I've substituted some quiet meditation, lots of grading and two after-school-meetings.  Only one of these things actually helped to keep me on an even keel.  My hip is much, much better with only the occasional twinge to remind me of my advanced age.  The old Sassafras Mama would have been sneaking off to the gym with that little discomfort.  The new Sassafras Mama is still sufficiently terrified of screwing up her hip for life.

I think that's called being a grown up.

Sunday, January 13, 2013

Hipster

Those of you well-acquainted with me know that a certain relentlessness is one of my least-desirable traits.  I like to maintain standards and I won't go to bed until my to-do list is complete.  Were I the type to create manageable to-do lists, this might be a fine and even appealing personal feature.  Alas, I am not that person.  In fact, in a pinch, rather than adjust and reduce my standards I am prone to ratchet up my expectations.

(Image point grounding data)
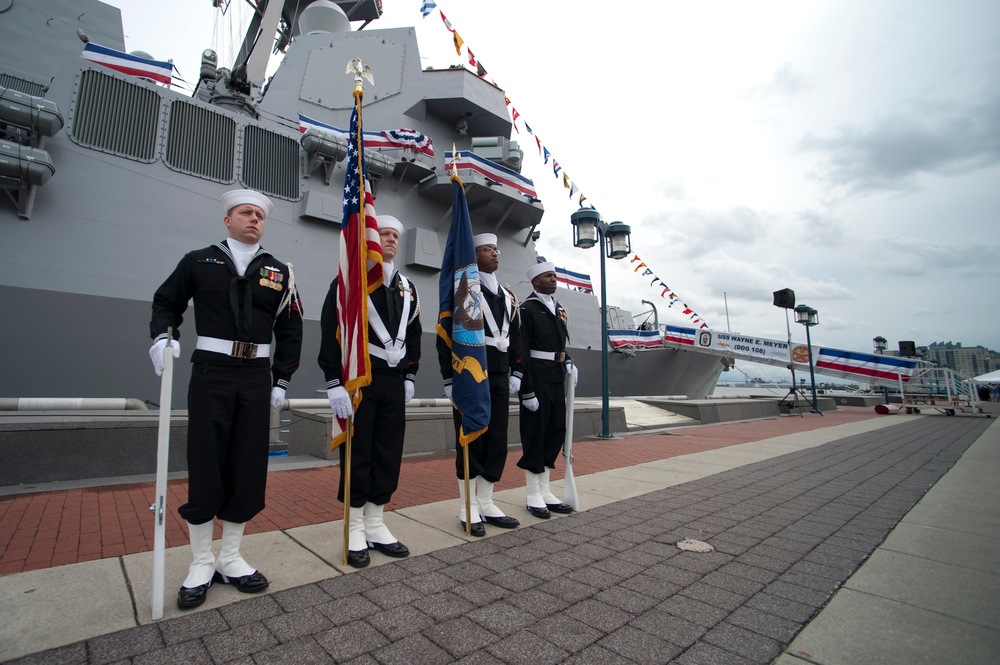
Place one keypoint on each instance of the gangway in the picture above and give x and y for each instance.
(939, 388)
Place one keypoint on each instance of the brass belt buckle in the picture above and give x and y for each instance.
(244, 350)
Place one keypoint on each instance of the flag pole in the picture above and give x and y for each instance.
(468, 499)
(569, 481)
(159, 507)
(347, 482)
(360, 71)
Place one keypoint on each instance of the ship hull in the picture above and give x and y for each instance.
(81, 257)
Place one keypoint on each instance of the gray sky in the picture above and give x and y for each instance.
(845, 149)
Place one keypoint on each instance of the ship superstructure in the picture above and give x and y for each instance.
(109, 178)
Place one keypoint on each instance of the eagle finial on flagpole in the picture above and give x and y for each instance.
(360, 71)
(454, 165)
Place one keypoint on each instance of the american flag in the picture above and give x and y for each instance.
(360, 270)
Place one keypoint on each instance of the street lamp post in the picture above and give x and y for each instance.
(881, 343)
(809, 317)
(588, 228)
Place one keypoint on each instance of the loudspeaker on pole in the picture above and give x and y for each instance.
(784, 298)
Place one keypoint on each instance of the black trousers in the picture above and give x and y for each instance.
(488, 453)
(543, 432)
(377, 443)
(228, 420)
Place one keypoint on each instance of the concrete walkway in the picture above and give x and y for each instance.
(791, 518)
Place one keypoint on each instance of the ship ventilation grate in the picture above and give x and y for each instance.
(22, 85)
(271, 163)
(116, 116)
(201, 142)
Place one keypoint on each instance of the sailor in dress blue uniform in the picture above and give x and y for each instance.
(545, 331)
(379, 425)
(505, 364)
(243, 296)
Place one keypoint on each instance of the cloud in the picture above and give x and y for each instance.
(756, 281)
(823, 225)
(671, 190)
(698, 231)
(894, 150)
(913, 257)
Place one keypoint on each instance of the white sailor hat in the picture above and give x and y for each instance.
(389, 222)
(484, 239)
(240, 196)
(537, 269)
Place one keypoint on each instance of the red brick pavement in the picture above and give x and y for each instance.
(55, 528)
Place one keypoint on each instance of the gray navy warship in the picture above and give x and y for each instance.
(107, 180)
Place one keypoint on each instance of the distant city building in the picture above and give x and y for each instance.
(967, 361)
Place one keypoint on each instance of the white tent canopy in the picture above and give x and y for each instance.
(991, 377)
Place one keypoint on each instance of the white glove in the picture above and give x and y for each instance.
(277, 397)
(340, 402)
(572, 371)
(156, 353)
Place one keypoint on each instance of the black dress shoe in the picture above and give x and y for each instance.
(188, 598)
(396, 549)
(504, 522)
(477, 529)
(540, 512)
(358, 559)
(252, 583)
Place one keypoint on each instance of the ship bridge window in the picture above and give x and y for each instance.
(201, 142)
(116, 116)
(271, 163)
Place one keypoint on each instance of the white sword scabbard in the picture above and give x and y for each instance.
(569, 483)
(159, 507)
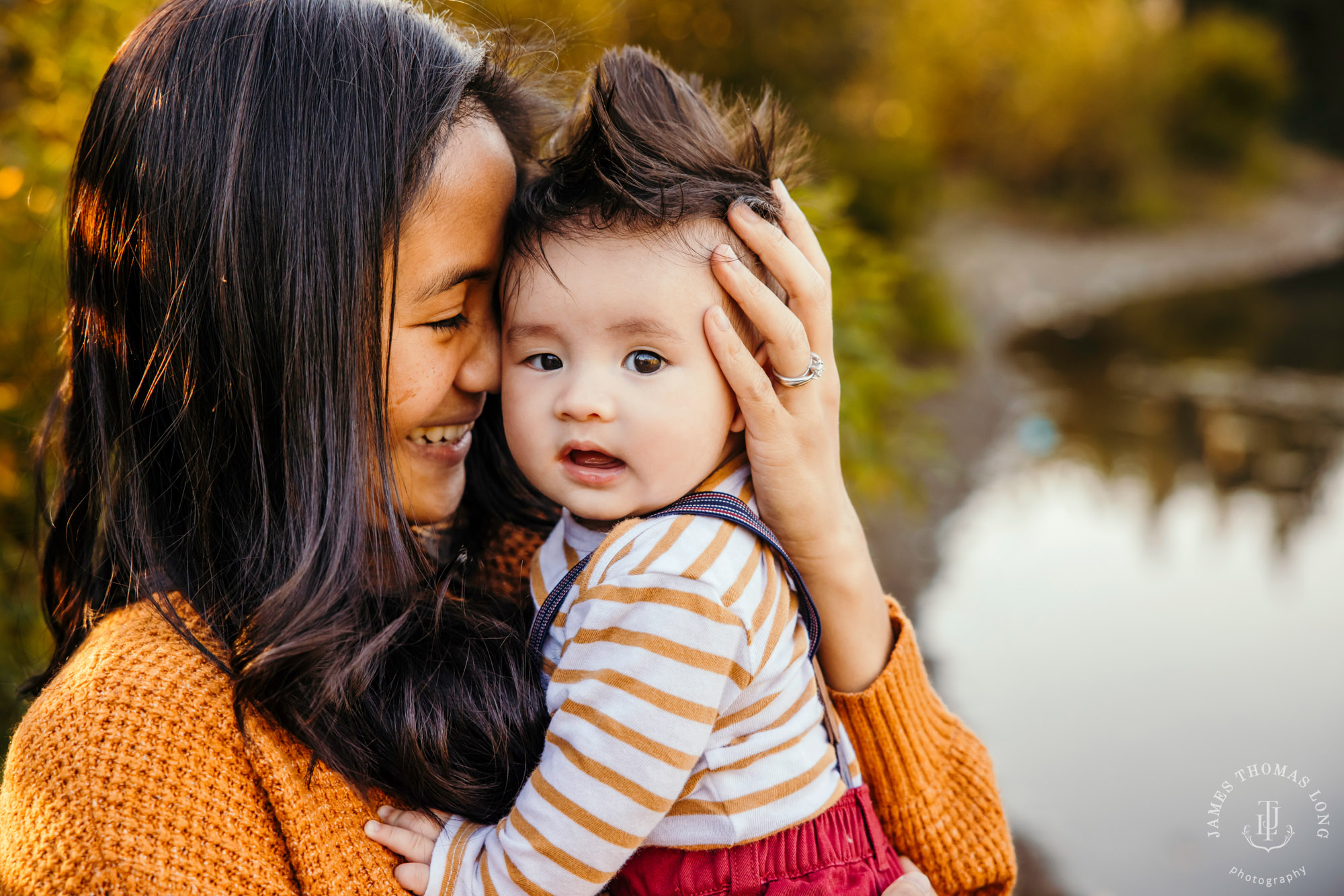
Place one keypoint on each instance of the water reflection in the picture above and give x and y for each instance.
(1115, 611)
(1238, 389)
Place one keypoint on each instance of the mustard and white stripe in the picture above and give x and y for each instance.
(683, 706)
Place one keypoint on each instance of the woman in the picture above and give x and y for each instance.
(283, 568)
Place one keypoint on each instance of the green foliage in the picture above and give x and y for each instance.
(1229, 80)
(52, 57)
(1100, 107)
(894, 326)
(892, 319)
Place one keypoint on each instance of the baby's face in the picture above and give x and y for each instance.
(614, 404)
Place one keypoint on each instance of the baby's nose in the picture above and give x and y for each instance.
(587, 401)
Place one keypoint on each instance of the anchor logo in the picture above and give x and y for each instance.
(1268, 828)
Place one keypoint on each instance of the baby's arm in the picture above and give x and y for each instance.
(639, 686)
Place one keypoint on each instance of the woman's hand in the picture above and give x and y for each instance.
(912, 882)
(412, 836)
(794, 435)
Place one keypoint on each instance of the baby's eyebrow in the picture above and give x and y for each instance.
(530, 331)
(646, 327)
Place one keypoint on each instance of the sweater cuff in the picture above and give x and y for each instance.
(900, 717)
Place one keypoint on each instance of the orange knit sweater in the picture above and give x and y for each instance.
(130, 776)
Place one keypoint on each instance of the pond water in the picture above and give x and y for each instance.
(1144, 596)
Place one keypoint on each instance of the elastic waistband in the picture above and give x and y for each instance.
(845, 834)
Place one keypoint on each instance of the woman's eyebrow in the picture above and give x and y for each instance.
(451, 279)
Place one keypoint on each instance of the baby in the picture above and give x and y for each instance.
(690, 746)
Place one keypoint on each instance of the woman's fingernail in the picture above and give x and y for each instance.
(725, 253)
(747, 208)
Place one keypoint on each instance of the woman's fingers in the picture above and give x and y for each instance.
(804, 275)
(912, 882)
(799, 232)
(778, 252)
(760, 406)
(413, 877)
(786, 338)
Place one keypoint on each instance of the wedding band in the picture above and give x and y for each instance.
(808, 375)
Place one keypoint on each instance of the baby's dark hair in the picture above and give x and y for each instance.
(647, 150)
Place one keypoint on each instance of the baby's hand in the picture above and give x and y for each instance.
(412, 836)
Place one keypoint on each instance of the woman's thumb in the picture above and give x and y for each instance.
(912, 882)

## [Exercise objective]
Change "relentlessness" to "stubbornness" and write out the blog text again, starting at the words "Sunday, January 13, 2013" and stopping after "up my expectations.".

## [Answer box]
Sunday, January 13, 2013

Hipster

Those of you well-acquainted with me know that a certain stubbornness is one of my least-desirable traits.  I like to maintain standards and I won't go to bed until my to-do list is complete.  Were I the type to create manageable to-do lists, this might be a fine and even appealing personal feature.  Alas, I am not that person.  In fact, in a pinch, rather than adjust and reduce my standards I am prone to ratchet up my expectations.